━━ EXTRACTED MATERIAL
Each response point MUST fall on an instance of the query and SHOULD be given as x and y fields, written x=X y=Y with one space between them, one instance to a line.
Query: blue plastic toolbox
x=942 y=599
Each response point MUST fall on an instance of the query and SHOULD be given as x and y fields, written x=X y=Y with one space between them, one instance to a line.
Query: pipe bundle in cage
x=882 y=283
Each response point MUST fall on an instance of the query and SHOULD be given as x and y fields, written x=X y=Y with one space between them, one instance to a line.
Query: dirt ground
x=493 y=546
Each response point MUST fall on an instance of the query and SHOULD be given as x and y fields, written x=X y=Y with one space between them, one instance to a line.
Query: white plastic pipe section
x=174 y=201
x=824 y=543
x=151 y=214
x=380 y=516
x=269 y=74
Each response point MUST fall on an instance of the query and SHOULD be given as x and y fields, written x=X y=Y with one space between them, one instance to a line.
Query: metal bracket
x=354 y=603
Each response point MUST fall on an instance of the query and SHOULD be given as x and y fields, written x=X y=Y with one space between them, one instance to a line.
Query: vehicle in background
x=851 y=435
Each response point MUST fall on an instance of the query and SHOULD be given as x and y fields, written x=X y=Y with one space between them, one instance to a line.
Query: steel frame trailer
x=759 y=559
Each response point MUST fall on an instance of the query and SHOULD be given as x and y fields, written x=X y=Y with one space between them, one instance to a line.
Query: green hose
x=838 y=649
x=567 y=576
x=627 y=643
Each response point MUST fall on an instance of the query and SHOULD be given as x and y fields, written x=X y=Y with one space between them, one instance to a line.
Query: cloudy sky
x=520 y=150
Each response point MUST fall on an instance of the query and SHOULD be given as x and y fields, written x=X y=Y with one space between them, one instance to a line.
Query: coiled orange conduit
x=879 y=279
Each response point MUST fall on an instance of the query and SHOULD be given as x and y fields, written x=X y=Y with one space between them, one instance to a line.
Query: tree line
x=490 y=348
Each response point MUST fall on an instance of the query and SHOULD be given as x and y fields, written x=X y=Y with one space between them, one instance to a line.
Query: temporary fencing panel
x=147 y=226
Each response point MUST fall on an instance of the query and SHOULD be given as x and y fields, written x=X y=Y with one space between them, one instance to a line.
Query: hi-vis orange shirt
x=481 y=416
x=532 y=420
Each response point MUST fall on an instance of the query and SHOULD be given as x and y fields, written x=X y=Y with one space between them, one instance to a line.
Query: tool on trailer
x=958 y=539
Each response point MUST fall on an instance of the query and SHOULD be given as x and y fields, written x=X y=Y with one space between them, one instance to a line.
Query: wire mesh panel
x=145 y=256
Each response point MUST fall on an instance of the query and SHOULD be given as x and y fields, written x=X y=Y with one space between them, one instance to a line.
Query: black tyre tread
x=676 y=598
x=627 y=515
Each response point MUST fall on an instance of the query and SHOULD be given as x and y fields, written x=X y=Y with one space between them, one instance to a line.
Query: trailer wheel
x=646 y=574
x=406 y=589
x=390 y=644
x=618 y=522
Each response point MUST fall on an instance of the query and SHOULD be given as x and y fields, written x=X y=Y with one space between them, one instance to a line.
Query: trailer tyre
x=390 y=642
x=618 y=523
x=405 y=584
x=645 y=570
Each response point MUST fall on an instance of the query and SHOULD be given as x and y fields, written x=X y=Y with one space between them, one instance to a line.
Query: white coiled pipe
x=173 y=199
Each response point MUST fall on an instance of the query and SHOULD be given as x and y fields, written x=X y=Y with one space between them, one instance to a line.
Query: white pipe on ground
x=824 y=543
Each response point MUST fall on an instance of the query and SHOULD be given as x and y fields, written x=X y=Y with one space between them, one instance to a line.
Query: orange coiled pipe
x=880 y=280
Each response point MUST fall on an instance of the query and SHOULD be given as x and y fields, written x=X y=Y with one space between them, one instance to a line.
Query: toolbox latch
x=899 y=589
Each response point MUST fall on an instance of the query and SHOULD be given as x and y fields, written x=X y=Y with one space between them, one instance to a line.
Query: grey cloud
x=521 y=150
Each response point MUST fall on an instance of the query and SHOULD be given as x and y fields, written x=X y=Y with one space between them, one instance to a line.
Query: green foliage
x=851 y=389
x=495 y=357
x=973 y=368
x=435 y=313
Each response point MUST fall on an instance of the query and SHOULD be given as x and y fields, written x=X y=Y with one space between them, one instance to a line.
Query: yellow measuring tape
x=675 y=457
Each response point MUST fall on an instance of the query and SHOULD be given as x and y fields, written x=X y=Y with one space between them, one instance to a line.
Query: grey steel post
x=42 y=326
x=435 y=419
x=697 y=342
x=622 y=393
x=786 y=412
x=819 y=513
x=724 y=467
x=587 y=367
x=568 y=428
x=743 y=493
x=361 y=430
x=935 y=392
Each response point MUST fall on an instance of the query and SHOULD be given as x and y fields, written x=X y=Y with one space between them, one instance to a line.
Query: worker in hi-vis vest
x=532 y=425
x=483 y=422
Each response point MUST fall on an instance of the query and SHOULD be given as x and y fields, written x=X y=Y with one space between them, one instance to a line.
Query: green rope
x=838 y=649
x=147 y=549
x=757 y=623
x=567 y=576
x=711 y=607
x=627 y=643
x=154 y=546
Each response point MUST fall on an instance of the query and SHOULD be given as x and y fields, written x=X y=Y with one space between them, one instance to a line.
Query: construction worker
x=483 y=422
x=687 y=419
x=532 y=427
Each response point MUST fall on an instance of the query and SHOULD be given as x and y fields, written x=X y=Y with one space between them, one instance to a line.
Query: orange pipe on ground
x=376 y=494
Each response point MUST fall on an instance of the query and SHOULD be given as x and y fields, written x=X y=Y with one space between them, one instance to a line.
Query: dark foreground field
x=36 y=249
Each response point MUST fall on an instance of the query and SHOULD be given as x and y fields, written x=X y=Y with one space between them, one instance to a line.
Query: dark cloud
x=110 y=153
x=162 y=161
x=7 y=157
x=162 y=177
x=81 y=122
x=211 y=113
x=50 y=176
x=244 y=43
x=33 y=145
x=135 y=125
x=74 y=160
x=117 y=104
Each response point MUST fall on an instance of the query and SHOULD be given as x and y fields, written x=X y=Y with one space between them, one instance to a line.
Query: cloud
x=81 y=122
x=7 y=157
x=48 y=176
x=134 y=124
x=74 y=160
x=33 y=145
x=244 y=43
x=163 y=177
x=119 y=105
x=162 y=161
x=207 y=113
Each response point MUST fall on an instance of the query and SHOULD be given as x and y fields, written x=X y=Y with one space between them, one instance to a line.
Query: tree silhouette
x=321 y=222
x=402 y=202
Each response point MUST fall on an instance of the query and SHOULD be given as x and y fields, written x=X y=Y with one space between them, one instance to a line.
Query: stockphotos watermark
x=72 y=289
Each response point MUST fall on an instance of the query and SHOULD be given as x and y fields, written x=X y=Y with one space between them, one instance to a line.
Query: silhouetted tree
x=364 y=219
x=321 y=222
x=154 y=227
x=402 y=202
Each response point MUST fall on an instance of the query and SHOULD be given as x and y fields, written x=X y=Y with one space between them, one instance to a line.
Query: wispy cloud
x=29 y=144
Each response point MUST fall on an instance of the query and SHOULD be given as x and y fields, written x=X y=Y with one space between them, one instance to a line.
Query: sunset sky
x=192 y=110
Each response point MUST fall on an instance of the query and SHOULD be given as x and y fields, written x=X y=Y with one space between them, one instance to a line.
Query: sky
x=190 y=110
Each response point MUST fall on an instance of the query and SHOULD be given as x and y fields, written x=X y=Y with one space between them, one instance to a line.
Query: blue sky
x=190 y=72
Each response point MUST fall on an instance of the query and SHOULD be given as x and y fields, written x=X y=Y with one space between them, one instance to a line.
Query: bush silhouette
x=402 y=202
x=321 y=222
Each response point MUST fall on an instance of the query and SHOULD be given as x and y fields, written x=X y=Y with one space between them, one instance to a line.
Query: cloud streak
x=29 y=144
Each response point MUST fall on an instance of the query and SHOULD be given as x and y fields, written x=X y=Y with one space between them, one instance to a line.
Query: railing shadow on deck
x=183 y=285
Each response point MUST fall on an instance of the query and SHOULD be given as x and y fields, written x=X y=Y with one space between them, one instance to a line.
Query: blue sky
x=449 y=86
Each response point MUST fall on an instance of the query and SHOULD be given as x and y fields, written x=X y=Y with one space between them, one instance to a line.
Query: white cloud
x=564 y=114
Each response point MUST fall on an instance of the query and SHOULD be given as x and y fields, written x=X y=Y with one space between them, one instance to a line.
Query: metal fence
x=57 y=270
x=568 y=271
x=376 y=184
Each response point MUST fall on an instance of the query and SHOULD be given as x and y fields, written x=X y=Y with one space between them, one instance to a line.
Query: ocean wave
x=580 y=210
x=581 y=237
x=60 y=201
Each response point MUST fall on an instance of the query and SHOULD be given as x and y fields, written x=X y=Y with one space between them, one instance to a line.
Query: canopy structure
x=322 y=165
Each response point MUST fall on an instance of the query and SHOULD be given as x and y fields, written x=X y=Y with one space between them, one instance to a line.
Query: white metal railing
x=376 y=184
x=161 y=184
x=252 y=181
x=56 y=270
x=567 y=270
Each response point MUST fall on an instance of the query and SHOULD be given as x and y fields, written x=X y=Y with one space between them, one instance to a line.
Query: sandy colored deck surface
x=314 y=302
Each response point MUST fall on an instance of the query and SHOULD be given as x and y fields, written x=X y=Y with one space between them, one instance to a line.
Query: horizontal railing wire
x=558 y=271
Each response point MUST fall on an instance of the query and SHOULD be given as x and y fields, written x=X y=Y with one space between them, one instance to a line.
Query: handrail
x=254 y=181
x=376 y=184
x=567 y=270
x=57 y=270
━━━━
WHAT TO WORK ON:
Beginning with the line that contains "Query: sandy colored deck surface", return every line to the end of the listing, unchanged, and nothing else.

TASK RESPONSE:
Query: sandy colored deck surface
x=314 y=302
Each response point MUST fall on an instance of the query and SHOULD be given as x and y fields, written x=X y=Y with one space between them, one instance to a line.
Query: horizontal railing wire
x=558 y=271
Each response point MUST fall on an instance of the query and SHOULD be given as x and y fields, written x=X y=Y with one space between them, one instance to a line.
Query: handrail
x=254 y=181
x=376 y=184
x=567 y=270
x=57 y=270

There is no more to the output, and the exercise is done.